§ Activity:
Repeat every record exactly as written.

START Entries shown

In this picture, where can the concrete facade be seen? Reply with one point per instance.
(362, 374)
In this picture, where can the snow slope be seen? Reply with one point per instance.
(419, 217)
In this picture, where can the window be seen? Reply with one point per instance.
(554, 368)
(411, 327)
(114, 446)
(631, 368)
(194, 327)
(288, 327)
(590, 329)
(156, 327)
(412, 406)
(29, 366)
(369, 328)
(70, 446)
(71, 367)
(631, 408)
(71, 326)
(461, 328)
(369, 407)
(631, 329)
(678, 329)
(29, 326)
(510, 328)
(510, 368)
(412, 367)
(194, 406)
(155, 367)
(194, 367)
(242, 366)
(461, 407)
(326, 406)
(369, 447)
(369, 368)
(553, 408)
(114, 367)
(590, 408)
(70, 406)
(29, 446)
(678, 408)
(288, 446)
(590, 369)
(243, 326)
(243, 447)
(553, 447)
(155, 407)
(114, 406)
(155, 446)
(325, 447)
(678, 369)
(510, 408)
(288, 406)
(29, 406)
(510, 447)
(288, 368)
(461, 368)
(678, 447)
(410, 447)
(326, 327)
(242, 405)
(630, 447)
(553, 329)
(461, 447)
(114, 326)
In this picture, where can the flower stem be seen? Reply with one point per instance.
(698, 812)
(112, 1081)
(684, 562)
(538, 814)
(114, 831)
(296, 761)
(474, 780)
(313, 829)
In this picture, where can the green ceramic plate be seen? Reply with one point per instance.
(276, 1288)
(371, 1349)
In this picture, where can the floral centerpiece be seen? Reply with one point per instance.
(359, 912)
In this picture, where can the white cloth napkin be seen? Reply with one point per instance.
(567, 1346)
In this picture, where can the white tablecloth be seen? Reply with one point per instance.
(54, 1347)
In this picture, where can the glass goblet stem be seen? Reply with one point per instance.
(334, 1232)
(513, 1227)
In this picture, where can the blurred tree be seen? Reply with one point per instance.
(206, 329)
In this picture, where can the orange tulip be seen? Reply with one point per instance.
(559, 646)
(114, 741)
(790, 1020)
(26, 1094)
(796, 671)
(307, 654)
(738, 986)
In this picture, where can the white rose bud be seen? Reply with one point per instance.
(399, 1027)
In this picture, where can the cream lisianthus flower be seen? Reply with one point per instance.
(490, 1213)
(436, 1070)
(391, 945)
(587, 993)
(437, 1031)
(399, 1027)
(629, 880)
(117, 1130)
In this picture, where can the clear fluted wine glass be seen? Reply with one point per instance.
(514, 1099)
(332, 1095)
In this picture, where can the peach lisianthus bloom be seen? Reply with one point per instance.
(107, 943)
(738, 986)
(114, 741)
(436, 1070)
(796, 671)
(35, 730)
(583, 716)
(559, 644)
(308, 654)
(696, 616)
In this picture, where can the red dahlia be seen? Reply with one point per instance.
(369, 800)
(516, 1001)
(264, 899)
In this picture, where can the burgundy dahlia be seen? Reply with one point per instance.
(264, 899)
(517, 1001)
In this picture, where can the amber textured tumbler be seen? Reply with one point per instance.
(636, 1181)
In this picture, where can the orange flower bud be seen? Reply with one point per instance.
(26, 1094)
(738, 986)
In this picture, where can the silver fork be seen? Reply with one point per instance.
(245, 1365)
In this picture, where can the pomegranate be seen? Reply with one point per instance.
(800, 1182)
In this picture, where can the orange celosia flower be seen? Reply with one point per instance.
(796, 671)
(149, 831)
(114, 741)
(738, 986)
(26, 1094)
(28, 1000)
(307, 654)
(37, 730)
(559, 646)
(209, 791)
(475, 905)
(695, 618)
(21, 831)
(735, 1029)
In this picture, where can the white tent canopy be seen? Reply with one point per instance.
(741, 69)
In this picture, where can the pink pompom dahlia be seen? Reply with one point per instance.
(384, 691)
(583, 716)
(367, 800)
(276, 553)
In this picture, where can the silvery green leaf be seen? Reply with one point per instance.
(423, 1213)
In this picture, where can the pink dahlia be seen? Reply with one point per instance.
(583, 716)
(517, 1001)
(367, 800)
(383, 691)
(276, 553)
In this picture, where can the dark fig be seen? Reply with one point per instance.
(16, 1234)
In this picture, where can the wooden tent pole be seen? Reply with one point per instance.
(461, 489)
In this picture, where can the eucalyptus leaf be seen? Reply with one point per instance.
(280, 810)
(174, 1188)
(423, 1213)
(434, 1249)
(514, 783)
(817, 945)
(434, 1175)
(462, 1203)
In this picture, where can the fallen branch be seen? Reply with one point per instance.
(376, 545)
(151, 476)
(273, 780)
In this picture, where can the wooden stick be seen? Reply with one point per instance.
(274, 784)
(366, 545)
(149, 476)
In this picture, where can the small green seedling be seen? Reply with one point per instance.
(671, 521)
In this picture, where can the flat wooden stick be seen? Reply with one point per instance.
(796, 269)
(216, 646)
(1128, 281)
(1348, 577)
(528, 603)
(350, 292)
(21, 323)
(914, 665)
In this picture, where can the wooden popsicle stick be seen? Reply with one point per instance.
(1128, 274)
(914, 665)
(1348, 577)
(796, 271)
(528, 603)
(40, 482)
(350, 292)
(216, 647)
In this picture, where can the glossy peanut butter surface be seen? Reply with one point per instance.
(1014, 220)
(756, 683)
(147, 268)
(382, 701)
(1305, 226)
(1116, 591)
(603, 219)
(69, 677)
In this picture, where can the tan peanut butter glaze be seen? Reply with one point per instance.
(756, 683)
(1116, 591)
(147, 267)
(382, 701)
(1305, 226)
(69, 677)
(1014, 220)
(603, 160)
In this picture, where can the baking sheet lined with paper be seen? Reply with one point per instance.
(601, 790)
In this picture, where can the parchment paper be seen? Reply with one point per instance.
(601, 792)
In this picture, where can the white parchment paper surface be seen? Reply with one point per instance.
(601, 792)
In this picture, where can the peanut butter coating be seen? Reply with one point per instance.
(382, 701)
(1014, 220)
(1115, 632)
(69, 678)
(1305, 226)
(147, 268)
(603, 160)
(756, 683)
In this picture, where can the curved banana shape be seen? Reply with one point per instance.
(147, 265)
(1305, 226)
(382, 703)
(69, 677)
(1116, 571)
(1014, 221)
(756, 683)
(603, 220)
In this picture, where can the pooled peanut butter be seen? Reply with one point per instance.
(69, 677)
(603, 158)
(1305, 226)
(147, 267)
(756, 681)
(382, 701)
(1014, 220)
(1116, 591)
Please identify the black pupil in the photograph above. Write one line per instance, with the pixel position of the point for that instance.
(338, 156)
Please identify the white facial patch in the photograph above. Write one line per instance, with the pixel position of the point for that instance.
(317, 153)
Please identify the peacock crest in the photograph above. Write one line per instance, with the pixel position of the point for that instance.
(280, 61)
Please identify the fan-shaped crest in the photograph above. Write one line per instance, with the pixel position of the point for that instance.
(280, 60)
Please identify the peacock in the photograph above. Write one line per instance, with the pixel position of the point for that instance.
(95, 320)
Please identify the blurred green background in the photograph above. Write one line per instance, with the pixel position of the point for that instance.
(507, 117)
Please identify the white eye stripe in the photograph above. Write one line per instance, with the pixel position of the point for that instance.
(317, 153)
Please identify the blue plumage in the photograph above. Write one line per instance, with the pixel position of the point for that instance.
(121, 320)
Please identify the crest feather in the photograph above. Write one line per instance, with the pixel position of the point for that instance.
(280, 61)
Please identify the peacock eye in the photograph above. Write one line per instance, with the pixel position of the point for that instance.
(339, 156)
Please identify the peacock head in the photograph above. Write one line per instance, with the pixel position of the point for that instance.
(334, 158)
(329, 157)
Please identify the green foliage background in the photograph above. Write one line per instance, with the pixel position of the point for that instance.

END Entries shown

§ Response to this exercise:
In this picture, where can the concrete facade be seen? Reply with one point per instance.
(362, 374)
In this picture, where can the snow slope be seen? Reply with one point per instance.
(419, 217)
In this picture, where can the window be seen? Reply with one point per instance.
(554, 368)
(411, 327)
(114, 446)
(631, 368)
(194, 327)
(288, 327)
(590, 329)
(156, 327)
(412, 406)
(29, 366)
(369, 328)
(70, 446)
(71, 367)
(631, 408)
(71, 326)
(461, 328)
(369, 407)
(631, 329)
(678, 329)
(29, 326)
(510, 328)
(510, 368)
(412, 367)
(194, 406)
(155, 367)
(194, 367)
(242, 366)
(461, 407)
(326, 406)
(369, 447)
(369, 368)
(553, 408)
(114, 367)
(590, 408)
(70, 406)
(29, 446)
(678, 408)
(288, 446)
(590, 369)
(243, 326)
(243, 447)
(553, 447)
(155, 407)
(114, 406)
(155, 446)
(325, 447)
(678, 369)
(510, 408)
(288, 406)
(29, 406)
(510, 447)
(288, 368)
(461, 368)
(678, 447)
(410, 447)
(326, 327)
(242, 405)
(630, 447)
(553, 329)
(461, 447)
(114, 326)
In this picture, where can the flower stem be seen? Reply with one point per instance.
(698, 812)
(112, 1081)
(684, 562)
(538, 814)
(114, 831)
(296, 761)
(474, 780)
(313, 829)
In this picture, where can the green ceramic plate be seen? Reply with one point per instance.
(276, 1288)
(371, 1349)
In this picture, where can the floral centerpiece be seen? Reply with one point per instance.
(359, 912)
In this picture, where can the white cloth napkin be seen? Reply with one point per instance.
(567, 1346)
In this picture, where can the white tablecloth be seen? Reply with one point per instance.
(54, 1347)
In this picture, where can the glass goblet stem be seen? Reply with one point per instance.
(334, 1232)
(513, 1227)
In this picture, where can the blurred tree be seen? Reply with one point per instance.
(206, 329)
In this picture, where can the orange tulip be seen? Reply with one point per instance.
(559, 646)
(114, 741)
(790, 1020)
(26, 1094)
(796, 671)
(307, 654)
(738, 986)
In this picture, where can the white rose bud be seen? Reply with one point per instance.
(399, 1027)
In this picture, where can the cream lisianthus flower be seen? Reply with one point per instance.
(490, 1213)
(436, 1070)
(391, 945)
(587, 993)
(437, 1031)
(399, 1027)
(629, 880)
(117, 1130)
In this picture, where can the clear fluted wine glass be seen? Reply with one point per instance.
(514, 1099)
(332, 1095)
In this picture, where can the peach lisianthus bloom be seen? Reply with one point per instance.
(107, 943)
(738, 986)
(114, 741)
(436, 1070)
(796, 671)
(35, 730)
(583, 716)
(559, 644)
(308, 654)
(696, 616)
In this picture, where can the red dahlia be seen? Reply with one point per instance.
(369, 800)
(516, 1001)
(264, 899)
In this picture, where can the burgundy dahlia be seen? Reply with one point per instance.
(264, 899)
(517, 1001)
In this picture, where can the amber textured tumbler be seen? Reply with one point per instance.
(636, 1181)
In this picture, where can the orange flower bud be seen? Reply with one point per instance.
(26, 1094)
(738, 986)
In this picture, where can the silver fork be seen? Reply with one point per instance.
(245, 1365)
In this picture, where can the pomegranate be seen? Reply with one point per instance.
(800, 1182)
In this picture, where can the orange celosia flower be seen? Reply with one point per instance.
(796, 671)
(149, 831)
(114, 741)
(738, 986)
(26, 1094)
(28, 1000)
(307, 654)
(37, 730)
(559, 646)
(209, 791)
(475, 905)
(695, 618)
(21, 831)
(735, 1029)
In this picture, where can the white tent canopy be seen? Reply with one point per instance.
(741, 69)
In this picture, where can the pink pompom dahlia be seen? Reply with one point per instance.
(384, 691)
(583, 716)
(367, 800)
(276, 553)
In this picture, where can the silvery green leaf be seen? Reply with one point per instance.
(423, 1213)
In this picture, where can the pink dahlia be seen? Reply with one point per instance.
(583, 716)
(517, 1001)
(367, 800)
(383, 691)
(276, 553)
In this picture, where can the dark fig be seen? Reply with one point per instance.
(16, 1234)
In this picture, where can the wooden tent pole be seen? Reply with one point per instance.
(461, 489)
In this picture, where can the eucalyptus leaf be seen? Reply with one point per instance.
(280, 810)
(174, 1188)
(423, 1213)
(434, 1249)
(514, 783)
(817, 945)
(434, 1175)
(462, 1203)
In this picture, where can the fallen branch be seen? Reply with one point per instance.
(376, 545)
(151, 476)
(273, 780)
In this picture, where can the wooden stick be seen? Reply with one point per instance.
(274, 784)
(366, 545)
(149, 476)
In this picture, where can the small green seedling be seen? Reply with one point per instance.
(671, 521)
In this picture, where can the flat wooden stick be seen? Reply with one point per instance.
(796, 269)
(216, 646)
(1128, 281)
(1348, 577)
(528, 603)
(350, 292)
(21, 323)
(914, 665)
In this picture, where can the wooden popsicle stick be seen? Reply with one point per instance.
(1128, 274)
(914, 665)
(1348, 577)
(796, 271)
(528, 603)
(40, 482)
(350, 292)
(216, 647)
In this picture, where can the glossy peanut butter surface be seen? Reply with one point per instance.
(1014, 220)
(756, 683)
(147, 268)
(382, 701)
(1305, 226)
(1116, 591)
(603, 219)
(69, 677)
In this picture, where can the tan peanut butter glaze be seen? Reply with one point per instance.
(756, 683)
(1116, 591)
(147, 267)
(382, 701)
(1305, 226)
(69, 677)
(1014, 220)
(603, 160)
In this picture, where can the baking sheet lined with paper be seen? Reply with one point per instance.
(601, 790)
In this picture, where can the parchment paper be seen? Reply with one point per instance.
(601, 792)
In this picture, where can the white parchment paper surface be seen? Reply with one point per instance.
(601, 792)
In this picture, where can the peanut butter coating be seen? Reply with one point per instance.
(382, 701)
(1014, 220)
(1115, 632)
(69, 678)
(1305, 226)
(147, 268)
(603, 160)
(756, 683)
In this picture, where can the curved banana shape be seen? Reply with one point per instance.
(147, 265)
(1305, 226)
(382, 703)
(69, 677)
(1116, 571)
(1014, 221)
(756, 683)
(603, 220)
In this picture, where can the pooled peanut butter be seen? Reply with one point per instance.
(69, 677)
(603, 158)
(1305, 226)
(147, 267)
(756, 681)
(382, 701)
(1014, 220)
(1116, 591)
Please identify the black pupil in the photograph above. Write one line per instance, with the pixel position of the point for that instance.
(338, 156)
Please identify the white facial patch in the photograph above. Write one line per instance, with the pixel position of the point for that instance.
(317, 153)
Please identify the peacock crest in the photograph above. Write one line per instance, with the pixel position of the point for that instance.
(280, 61)
Please identify the fan-shaped crest in the photograph above. Write one line per instance, with the pixel position of the point for that instance.
(280, 60)
Please identify the peacock in the photograph above. Write one line per instance, with the pixel position of the point for that instance.
(95, 320)
Please identify the blurred green background in the photograph above. Write one line per instance, with the pixel position of the point for that instance.
(507, 117)
Please identify the white eye stripe in the photograph above. Write one line per instance, with the pixel position of the point for that instance.
(317, 153)
Please identify the blue plumage in the photograph above. Write one line per instance, with the pixel position of the point for that instance.
(121, 320)
Please identify the crest feather in the photograph above. Write one line per instance, with the pixel position of the point for that instance.
(280, 61)
Please identify the peacock eye in the photograph above. Write one line per instance, with the pixel position of the point for that instance.
(339, 156)
Please identify the peacock head in the photograph above. Write one line per instance, with the pixel position of the point for that instance.
(334, 158)
(329, 157)
Please identify the green foliage background in the photograph above. Write one line per instance, with the pixel position of the point for that instance.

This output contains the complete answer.